* _Reading passage_:
Start of Block
Site interdependence can create stable species of multi-phosphorylation substrates, similar to other proteins with multi-site modification (19). Notably, multi-site phosphorylation of isolated tau by p38α strictly required master sites T50, T69, or T181 individually. However, these sites may not act independently in vivo as ablation of T205 in tauT205 CRISPR mice and expression of tau variants result in reciprocal changes in their phosphorylation abundance (determined by phospho-peptide mass spectrometry). T50 is not present in murine tau and may therefore promote multi-site phosphorylation specifically in human tau. Our results in cells and with isolated tau indicate that tau phosphorylation at master sites is mutually subject to interdependence effects by prior phosphorylation. This is also the case for T181 in human tau in vivo based on immunoblot and mass spectrometry data. In isolated tau, T181 phosphorylation preceded multi-site phosphorylation, indicating that master site phosphorylation may be an early event under experimental conditions with reduced parameters. Detection of phospho-T50 and phospho-T69 epitopes is limited by low levels in mass spectrometry data to conclude on interdependence between these two sites that specifically could not be determined. In recombinant phosphorylation of tau by p38α, T50 and T69 phosphorylation is reduced in tauT181A, indicating that under isolated reaction conditions, these sites are mutually interdependent.
Site interdependence may explain the abundance of specific tau phospho-epitopes in pathological tau within and outside the central nervous system (24), providing a novel rationale for phospho-tau–based biomarker design in tauopathies. Master site T181 phosphorylation bears strong potential as diagnostic biomarker (24). Ablating T181 resulted in marked reduction of tau multi-site phosphorylation. Thus, T181 in tau may serve as both a diagnostic and therapeutic target. Targeting tau master sites is likely applicable to neurological disorders beyond AD, such as frontotemporal dementia, Parkinson’s disease, stroke, and chronic traumatic encephalitis, in which pathologically phosphorylated tau is abundant (4, 52).
Overall, site interdependence may answer a central question in Alzheimer’s research: Why and how does the neuronal tau protein get progressively hyperphosphorylated? This raises the exciting possibility that therapeutic inhibition of master sites will block intrinsic augmenting mechanisms of tau phosphorylation, decrease levels of pathologic tau, and, thus, maintain healthy cellular function in AD and other tauopathies.
End of Block
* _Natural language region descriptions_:
Start of Block
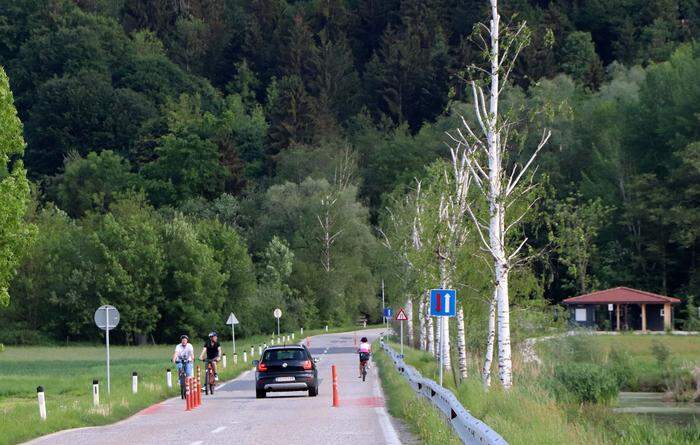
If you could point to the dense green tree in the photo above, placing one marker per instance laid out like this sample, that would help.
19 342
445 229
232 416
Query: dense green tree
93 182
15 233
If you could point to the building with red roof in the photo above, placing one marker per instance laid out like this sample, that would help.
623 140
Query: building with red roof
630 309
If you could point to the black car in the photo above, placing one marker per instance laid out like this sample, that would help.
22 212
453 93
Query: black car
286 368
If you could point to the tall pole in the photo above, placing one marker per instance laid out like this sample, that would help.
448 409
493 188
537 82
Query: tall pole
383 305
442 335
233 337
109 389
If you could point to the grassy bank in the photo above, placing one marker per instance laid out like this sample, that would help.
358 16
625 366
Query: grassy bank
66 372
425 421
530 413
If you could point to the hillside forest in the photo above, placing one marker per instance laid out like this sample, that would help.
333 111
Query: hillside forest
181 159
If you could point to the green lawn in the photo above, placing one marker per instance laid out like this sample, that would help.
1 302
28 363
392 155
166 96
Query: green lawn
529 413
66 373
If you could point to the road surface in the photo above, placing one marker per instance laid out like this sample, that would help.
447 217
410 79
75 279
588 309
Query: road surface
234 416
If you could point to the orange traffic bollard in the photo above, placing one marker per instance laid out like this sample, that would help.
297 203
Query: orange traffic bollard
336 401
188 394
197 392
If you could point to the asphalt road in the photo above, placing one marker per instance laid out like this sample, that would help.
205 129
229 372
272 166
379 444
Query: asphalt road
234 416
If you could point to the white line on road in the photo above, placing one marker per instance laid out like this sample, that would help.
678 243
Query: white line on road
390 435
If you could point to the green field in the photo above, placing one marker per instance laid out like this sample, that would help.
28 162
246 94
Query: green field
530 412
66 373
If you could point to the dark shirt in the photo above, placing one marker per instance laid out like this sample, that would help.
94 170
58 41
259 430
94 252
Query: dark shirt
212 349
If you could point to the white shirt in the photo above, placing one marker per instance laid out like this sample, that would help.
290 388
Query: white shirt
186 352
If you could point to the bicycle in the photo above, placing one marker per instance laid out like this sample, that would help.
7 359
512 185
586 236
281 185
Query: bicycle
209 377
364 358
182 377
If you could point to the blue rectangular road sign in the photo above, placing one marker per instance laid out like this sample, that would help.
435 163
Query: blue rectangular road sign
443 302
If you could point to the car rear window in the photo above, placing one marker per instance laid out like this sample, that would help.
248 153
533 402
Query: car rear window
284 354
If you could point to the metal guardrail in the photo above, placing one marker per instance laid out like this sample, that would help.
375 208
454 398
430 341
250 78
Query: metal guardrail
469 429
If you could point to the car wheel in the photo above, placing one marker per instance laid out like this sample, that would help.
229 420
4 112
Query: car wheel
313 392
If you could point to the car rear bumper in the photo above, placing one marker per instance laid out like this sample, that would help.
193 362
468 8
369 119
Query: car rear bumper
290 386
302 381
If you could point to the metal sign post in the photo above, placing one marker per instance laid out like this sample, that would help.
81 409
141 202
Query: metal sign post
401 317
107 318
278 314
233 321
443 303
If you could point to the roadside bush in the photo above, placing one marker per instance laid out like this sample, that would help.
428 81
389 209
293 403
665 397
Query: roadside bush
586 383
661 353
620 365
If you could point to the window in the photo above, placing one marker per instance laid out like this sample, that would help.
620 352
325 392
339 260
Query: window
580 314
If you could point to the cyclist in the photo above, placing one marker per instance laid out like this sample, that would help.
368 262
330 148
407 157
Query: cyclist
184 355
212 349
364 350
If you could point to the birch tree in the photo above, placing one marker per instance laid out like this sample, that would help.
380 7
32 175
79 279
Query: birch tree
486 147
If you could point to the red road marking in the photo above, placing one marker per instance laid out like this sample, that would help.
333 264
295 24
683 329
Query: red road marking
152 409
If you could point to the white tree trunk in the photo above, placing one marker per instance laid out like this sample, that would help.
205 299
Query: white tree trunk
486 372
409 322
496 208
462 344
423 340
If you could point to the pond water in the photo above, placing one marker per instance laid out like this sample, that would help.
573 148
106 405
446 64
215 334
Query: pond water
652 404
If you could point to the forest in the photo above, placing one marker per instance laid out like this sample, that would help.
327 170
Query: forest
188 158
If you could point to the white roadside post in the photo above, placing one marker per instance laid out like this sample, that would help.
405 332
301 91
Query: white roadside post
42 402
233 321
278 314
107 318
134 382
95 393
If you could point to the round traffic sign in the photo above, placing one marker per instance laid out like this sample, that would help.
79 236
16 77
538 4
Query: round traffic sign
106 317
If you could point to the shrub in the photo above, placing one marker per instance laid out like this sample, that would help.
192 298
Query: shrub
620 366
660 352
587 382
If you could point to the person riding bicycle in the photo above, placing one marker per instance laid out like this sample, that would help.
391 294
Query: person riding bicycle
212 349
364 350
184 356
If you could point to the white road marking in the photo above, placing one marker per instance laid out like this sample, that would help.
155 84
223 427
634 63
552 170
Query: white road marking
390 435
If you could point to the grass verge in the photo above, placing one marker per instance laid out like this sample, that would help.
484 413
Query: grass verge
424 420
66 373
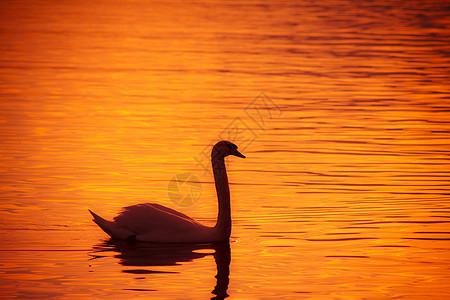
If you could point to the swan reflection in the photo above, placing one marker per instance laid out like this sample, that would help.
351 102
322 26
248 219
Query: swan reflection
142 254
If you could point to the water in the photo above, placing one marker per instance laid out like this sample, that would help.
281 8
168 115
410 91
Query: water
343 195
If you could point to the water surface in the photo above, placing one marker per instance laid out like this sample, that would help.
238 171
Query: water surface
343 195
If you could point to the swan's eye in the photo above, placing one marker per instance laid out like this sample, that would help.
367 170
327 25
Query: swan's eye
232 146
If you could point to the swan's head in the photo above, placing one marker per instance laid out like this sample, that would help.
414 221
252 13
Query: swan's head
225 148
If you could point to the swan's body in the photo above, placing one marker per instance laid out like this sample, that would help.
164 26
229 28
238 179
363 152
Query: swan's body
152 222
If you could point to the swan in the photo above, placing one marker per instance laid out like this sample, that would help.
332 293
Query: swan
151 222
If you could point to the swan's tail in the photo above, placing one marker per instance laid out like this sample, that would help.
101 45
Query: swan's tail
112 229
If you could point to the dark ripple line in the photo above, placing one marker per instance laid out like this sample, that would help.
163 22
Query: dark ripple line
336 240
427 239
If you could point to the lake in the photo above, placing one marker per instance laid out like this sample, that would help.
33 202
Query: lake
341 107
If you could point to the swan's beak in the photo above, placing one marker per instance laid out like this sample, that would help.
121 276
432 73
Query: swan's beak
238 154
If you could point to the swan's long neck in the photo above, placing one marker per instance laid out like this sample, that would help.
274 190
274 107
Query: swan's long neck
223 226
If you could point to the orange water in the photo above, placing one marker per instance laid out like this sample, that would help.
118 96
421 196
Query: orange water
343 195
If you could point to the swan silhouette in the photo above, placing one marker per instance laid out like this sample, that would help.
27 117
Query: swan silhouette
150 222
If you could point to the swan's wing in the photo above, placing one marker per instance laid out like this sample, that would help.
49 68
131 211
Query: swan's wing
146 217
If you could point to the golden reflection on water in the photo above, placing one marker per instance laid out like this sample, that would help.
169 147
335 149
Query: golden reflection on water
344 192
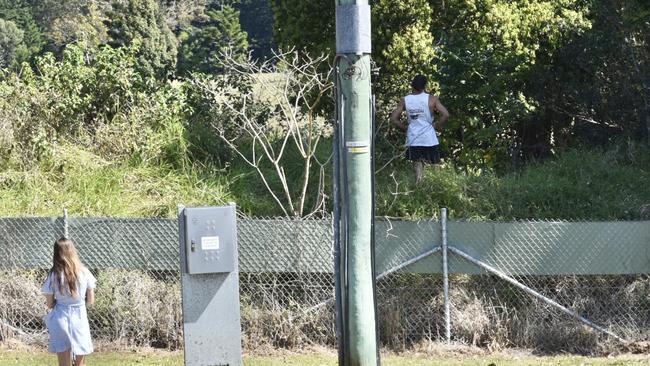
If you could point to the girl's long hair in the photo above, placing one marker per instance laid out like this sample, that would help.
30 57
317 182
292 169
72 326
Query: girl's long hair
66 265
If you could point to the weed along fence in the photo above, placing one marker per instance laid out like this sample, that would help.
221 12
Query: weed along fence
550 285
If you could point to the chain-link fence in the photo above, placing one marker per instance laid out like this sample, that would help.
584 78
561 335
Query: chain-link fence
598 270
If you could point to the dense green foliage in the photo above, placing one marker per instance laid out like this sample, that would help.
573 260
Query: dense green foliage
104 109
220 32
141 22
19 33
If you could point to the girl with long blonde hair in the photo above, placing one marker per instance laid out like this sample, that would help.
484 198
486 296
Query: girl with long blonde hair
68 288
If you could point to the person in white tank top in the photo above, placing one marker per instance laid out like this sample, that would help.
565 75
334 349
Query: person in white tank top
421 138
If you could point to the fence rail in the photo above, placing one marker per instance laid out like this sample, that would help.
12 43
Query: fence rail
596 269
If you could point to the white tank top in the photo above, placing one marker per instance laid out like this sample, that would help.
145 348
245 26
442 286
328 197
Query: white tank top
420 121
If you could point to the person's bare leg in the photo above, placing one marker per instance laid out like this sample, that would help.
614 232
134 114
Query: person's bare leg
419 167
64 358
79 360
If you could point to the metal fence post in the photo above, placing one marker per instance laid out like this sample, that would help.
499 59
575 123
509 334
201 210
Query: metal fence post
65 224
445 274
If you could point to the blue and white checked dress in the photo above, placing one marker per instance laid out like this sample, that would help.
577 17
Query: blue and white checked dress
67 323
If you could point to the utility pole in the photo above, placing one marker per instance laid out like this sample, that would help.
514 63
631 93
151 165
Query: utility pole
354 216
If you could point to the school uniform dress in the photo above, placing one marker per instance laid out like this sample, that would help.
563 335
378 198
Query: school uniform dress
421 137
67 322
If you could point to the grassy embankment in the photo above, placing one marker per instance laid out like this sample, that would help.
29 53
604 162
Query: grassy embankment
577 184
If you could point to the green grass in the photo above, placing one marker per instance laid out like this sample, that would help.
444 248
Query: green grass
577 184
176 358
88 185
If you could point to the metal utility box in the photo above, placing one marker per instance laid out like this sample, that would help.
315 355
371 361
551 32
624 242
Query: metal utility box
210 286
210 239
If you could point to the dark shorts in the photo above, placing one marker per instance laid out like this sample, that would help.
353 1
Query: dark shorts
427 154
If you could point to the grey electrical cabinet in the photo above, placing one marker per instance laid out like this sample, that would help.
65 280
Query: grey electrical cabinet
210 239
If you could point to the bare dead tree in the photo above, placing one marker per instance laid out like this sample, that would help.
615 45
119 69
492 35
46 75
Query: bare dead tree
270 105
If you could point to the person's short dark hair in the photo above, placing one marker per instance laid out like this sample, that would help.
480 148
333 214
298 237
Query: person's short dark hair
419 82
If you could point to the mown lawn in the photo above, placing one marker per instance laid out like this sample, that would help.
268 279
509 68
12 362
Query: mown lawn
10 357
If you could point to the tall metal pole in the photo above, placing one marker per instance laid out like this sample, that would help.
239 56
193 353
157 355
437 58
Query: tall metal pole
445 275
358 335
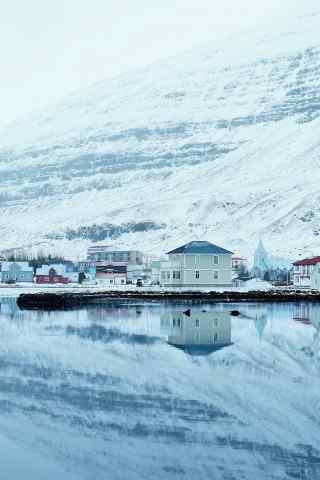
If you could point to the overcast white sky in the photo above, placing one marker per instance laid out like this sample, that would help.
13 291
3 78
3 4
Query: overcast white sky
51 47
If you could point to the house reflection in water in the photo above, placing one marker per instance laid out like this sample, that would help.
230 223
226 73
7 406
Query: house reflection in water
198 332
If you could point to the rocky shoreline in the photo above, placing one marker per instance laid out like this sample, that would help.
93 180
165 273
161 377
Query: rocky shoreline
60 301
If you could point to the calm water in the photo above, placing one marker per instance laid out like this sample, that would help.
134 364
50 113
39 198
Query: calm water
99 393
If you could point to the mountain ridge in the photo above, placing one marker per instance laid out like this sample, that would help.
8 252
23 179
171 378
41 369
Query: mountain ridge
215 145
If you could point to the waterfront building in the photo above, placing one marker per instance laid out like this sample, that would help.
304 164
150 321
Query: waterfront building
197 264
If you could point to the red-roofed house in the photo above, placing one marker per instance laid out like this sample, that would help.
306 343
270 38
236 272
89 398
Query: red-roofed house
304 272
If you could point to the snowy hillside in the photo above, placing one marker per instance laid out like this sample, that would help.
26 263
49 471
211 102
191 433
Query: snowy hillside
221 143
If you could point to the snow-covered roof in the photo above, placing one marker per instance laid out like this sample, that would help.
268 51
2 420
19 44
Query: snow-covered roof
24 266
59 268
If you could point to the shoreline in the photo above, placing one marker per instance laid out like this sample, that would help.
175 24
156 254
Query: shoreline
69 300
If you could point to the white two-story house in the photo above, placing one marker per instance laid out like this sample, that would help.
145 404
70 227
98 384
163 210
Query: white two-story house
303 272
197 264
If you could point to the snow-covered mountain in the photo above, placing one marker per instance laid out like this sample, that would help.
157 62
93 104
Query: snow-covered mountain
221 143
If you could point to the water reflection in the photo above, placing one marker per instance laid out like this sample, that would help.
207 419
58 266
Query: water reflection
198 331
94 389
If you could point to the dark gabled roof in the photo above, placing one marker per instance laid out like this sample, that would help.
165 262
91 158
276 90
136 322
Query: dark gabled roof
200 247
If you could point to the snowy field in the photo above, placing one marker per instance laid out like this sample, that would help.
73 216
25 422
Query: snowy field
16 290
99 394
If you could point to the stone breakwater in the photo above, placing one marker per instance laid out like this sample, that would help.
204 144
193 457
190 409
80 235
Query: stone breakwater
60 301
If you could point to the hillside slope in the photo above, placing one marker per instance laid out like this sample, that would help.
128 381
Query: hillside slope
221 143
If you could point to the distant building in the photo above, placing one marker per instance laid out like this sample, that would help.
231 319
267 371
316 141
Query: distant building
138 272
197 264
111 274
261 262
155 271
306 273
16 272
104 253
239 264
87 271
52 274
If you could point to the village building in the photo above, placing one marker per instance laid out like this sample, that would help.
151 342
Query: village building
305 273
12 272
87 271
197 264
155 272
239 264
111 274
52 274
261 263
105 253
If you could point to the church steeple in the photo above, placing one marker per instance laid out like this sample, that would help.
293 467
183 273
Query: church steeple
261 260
End of Block
* _What you need to do_:
1. In the tau phosphorylation text, which master site is absent from murine tau?
2. In the tau phosphorylation text, write out the part from "Overall, site interdependence" to "and other tauopathies.", substituting "dementia research" for "Alzheimer’s research".

* _Exercise answers_:
1. T50

2.
Overall, site interdependence may answer a central question in dementia research: Why and how does the neuronal tau protein get progressively hyperphosphorylated? This raises the exciting possibility that therapeutic inhibition of master sites will block intrinsic augmenting mechanisms of tau phosphorylation, decrease levels of pathologic tau, and, thus, maintain healthy cellular function in AD and other tauopathies.